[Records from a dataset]
..........
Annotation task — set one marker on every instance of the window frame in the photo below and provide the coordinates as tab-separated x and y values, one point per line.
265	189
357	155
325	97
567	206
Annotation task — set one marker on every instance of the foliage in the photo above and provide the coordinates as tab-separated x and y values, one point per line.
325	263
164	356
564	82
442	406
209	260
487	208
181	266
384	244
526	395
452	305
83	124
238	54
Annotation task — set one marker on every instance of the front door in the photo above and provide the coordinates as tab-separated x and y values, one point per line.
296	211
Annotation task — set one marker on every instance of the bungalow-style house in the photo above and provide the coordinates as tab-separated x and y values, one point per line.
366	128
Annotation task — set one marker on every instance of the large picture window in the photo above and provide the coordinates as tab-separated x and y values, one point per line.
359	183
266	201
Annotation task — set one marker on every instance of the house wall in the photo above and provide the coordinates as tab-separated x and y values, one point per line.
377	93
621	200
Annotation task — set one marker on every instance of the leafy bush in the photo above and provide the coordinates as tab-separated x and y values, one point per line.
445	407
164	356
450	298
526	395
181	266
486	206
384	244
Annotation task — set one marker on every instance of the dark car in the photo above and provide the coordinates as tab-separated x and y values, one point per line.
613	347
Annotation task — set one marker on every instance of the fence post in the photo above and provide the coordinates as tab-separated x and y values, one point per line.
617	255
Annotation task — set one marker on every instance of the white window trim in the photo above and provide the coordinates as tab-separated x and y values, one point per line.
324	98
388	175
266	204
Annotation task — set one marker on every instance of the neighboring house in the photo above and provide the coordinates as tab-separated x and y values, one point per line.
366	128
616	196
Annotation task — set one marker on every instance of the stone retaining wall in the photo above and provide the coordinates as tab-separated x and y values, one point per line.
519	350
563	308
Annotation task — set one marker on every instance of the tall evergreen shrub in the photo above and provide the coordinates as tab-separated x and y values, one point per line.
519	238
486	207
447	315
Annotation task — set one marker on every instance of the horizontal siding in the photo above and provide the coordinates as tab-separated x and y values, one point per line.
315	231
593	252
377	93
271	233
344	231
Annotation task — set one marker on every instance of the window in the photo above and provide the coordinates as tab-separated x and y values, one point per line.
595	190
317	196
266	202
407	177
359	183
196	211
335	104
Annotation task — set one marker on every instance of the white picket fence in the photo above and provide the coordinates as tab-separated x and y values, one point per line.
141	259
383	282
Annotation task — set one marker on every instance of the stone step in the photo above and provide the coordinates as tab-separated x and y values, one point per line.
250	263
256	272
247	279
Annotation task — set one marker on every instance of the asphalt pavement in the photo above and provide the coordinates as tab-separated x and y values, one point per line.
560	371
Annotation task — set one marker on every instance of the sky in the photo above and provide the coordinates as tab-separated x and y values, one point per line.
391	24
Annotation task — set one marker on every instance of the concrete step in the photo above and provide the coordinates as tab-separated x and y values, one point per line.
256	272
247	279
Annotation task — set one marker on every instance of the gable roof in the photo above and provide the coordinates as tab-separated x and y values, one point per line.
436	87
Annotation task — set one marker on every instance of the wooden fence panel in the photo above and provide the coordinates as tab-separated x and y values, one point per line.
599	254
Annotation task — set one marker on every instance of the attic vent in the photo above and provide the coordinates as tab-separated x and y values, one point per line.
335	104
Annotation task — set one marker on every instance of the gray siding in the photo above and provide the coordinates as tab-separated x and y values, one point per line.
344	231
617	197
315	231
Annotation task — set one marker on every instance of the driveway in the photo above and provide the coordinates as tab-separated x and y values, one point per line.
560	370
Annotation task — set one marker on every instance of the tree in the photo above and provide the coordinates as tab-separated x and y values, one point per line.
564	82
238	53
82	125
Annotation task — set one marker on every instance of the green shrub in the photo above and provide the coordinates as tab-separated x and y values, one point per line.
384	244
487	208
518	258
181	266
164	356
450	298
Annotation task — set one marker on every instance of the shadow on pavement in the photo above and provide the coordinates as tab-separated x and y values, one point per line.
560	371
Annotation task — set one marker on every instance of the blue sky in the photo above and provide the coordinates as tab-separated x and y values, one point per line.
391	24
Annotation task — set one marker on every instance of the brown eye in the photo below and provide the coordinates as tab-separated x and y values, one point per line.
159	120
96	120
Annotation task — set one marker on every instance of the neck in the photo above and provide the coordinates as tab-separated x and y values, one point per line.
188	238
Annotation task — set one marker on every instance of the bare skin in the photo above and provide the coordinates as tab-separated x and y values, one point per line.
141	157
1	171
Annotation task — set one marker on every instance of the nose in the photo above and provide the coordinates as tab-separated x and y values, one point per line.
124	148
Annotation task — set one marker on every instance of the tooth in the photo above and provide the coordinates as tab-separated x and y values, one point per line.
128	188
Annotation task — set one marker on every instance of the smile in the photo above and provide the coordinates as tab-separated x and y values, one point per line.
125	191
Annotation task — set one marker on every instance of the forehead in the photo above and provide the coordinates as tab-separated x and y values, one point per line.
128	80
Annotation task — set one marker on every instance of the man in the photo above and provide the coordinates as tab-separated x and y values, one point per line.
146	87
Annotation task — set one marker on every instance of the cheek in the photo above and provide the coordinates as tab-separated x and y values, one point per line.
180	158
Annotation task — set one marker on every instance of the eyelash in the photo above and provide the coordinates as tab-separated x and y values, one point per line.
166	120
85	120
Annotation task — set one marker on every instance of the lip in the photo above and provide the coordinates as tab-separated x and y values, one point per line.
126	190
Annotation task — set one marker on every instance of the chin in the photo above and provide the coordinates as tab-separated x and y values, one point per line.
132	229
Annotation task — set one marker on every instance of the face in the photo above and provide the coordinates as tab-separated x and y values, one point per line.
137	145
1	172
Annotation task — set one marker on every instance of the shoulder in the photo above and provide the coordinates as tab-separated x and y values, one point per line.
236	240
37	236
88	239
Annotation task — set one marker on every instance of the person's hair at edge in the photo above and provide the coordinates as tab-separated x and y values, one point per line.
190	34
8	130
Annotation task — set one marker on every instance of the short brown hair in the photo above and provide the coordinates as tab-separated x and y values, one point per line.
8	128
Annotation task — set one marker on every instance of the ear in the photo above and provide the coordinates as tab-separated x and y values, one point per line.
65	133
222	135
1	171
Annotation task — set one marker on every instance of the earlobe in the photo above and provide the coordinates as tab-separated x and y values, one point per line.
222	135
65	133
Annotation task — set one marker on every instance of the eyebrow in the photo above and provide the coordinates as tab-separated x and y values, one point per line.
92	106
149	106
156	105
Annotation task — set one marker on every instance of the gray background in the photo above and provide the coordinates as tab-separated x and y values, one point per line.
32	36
..........
EXERCISE: Repeat the data in full. Alter nothing.

EXERCISE RESPONSE:
Annotation task — set one marker on every instance of the window frame in the photo below and provide the coordinates as tab-separated x and y values, one point per line.
265	189
357	155
325	97
567	206
Annotation task — set one marker on every instance of the foliage in the photo above and provide the coordinates as tab-separated x and y values, one point per line.
325	263
164	356
564	82
442	406
209	260
487	208
181	266
384	244
526	395
452	305
83	124
238	54
Annotation task — set one marker on every instance of the front door in the photo above and provide the coordinates as tab-separated x and y values, one point per line.
296	211
Annotation task — set one marker on every instance of the bungalow-style house in the photo above and provide the coordinates as tab-separated x and y values, one point per line.
366	128
Annotation task — set one marker on every instance of the large picture window in the photo above and provide the coordinates as tab-separated x and y values, one point per line.
359	183
266	201
Annotation task — set one marker on every instance of the house wall in the photo above and provide the coordinates as tab-separated x and y values, one point per line.
377	93
621	200
Annotation task — set one marker on every instance of the leafy bush in the photo above and provide the coordinates as tab-separated x and y values, one point per line.
445	407
164	356
450	298
526	395
181	266
486	206
384	244
Annotation task — set one marker on every instance of the dark car in the photo above and provide the coordinates as tab-separated x and y values, one point per line.
613	347
Annotation task — set one marker on every instance of the fence post in the photo above and provide the coordinates as tab-separated x and y values, one point per line.
617	255
Annotation task — set one marker on every instance of the white window trim in the photo above and provide the coordinates as tab-separated x and y values, one point per line.
324	98
388	175
266	204
Annotation task — set one marker on every instance of the neighboring house in the photo above and provide the coordinates as tab-separated x and y values, one point per line.
366	128
616	196
Annotation task — set one marker on every instance of the stone retaining wall in the photo above and provide the coordinates as tab-separated x and y values, one point per line.
519	350
563	308
Annotation task — set one marker on every instance of the tall evergreen shrub in the photo above and provide the coordinates as tab-separated x and y values, one point per line.
519	238
486	207
447	315
Annotation task — set one marker on every instance of the horizontal siding in the photo above and provide the coordinates as tab-separated x and y values, one point per line.
315	231
593	252
377	93
271	233
344	231
Annotation task — set one marker on every instance of the window in the photo above and provide the coordinates as tab-separated x and y values, one point per line.
595	190
317	196
266	202
407	177
359	183
196	211
335	104
Annotation task — set one marker on every instance of the white picket fence in the photo above and provide the coordinates as tab-separated x and y values, one point per line.
141	259
383	282
Annotation task — set one marker on every instance of the stone step in the photo above and provide the coordinates as tab-separated x and y values, one point per line.
250	263
256	272
247	279
Annotation task — set one marker on every instance of the asphalt pavement in the photo above and provide the coordinates as tab-separated x and y values, one point per line.
560	371
Annotation task — set one marker on every instance of the sky in the photo above and provide the coordinates as tab-separated x and y values, one point per line.
391	24
Annotation task — set one marker on every instance of the concrete step in the photo above and provide the coordinates as tab-separated x and y values, one point per line.
256	272
247	279
Annotation task — set one marker on every instance of the gable roof in the photo above and provide the coordinates as tab-separated x and y values, one point per line.
436	87
Annotation task — set one marker on every instance of the wooden fence panel in the photo above and provide the coordinates as tab-separated x and y values, one point per line.
599	254
Annotation task — set one marker on every instance of the attic vent in the photo above and provide the coordinates as tab-separated x and y values, one point per line.
335	104
Annotation task — set one marker on every instance of the gray siding in the photo above and provide the coordinates as tab-separated x and y values, one point per line.
344	231
617	197
315	231
Annotation task — set one marker on every instance of the driveway in the photo above and provide the coordinates as tab-separated x and y values, one point per line.
560	370
Annotation task — set one marker on every instance of the tree in the photo above and provide the coordinates as tab-separated x and y values, one point per line.
564	82
238	53
82	125
Annotation task — set one marker on every instance of the green shrub in the photo above and provide the coordinates as tab-separated x and y values, one point per line.
384	244
487	208
518	258
181	266
164	356
450	298
Annotation task — set one marker on every instance of the shadow on pavement in the photo above and provide the coordinates as tab-separated x and y values, one point per line.
560	371
Annotation task — set one marker on every instance of the blue sky in the photo above and provide the coordinates as tab-separated x and y values, one point per line.
391	24
Annotation task — set one marker on every instance of the brown eye in the photo below and provide the coordinates as tab-separated x and y values, one point per line.
159	120
96	120
Annotation task — set one marker on every instance of the neck in the photo above and provide the coordinates as tab-separated x and y values, one point per line.
188	238
Annotation task — set one marker on every instance of the bare skin in the photo above and provide the coordinates as tab-separated x and y values, one point per line.
141	157
1	171
Annotation task — set one marker on every instance of the nose in the photo above and provide the coordinates as tab-separated x and y values, one point per line.
124	148
Annotation task — set one marker on every instance of the tooth in the photo above and provide the coordinates as tab-separated x and y values, one point per line.
128	188
Annotation task — set one marker on every instance of the smile in the photo above and provide the coordinates as tab-separated x and y values, one point per line.
125	191
Annotation task — set one marker on every instance of the forehead in the photo above and provide the coordinates as tab-separated x and y values, one point per line.
128	80
Annotation task — set one marker on every instance of the man in the photo above and provide the coordinates as tab-separated x and y values, one point per line.
146	87
Annotation task — set one marker on every instance of the cheek in the photo above and provide the coordinates as tab-separated x and y values, one point per line.
180	158
Annotation task — set one marker on every instance of the eyelash in the photo above and provide the coordinates as tab-separated x and y values, one point per line.
166	120
85	120
Annotation task — set one marker on every instance of the lip in the photo above and provide the coordinates as tab-separated x and y values, one point per line.
126	190
Annotation task — set one marker on every instance of the chin in the photo above and provide the coordinates as tab-separated x and y values, one point per line.
132	229
Annotation task — set one marker on every instance of the face in the photo above and provide the coordinates as tab-separated x and y values, one point per line.
137	145
1	172
Annotation task — set one marker on every instance of the shoulder in the photo above and provide the coordinates as tab-separated x and y values, one point per line.
236	240
37	236
88	239
Annotation task — set one marker on every instance of the person's hair at edge in the photo above and provide the coordinates as tab-separated x and y values, one point per line.
190	34
8	130
Annotation task — set one marker on every instance of the short brown hair in the photo above and provide the coordinates as tab-separated x and y values, one point per line.
8	128
Annotation task — set one marker on every instance of the ear in the photo above and provide the coordinates as tab-separated x and y values, one point per line.
65	133
222	135
1	171
Annotation task — set one marker on every instance of the earlobe in the photo above and provide the coordinates as tab-separated x and y values, one point per line.
222	135
65	133
Annotation task — set one marker on every instance of the eyebrow in the photo above and provide the coordinates as tab-separated x and y values, one point per line.
92	106
149	106
156	105
Annotation task — set one marker on every instance of the gray background in the photo above and provide the coordinates as tab-separated x and y values, one point per line.
32	36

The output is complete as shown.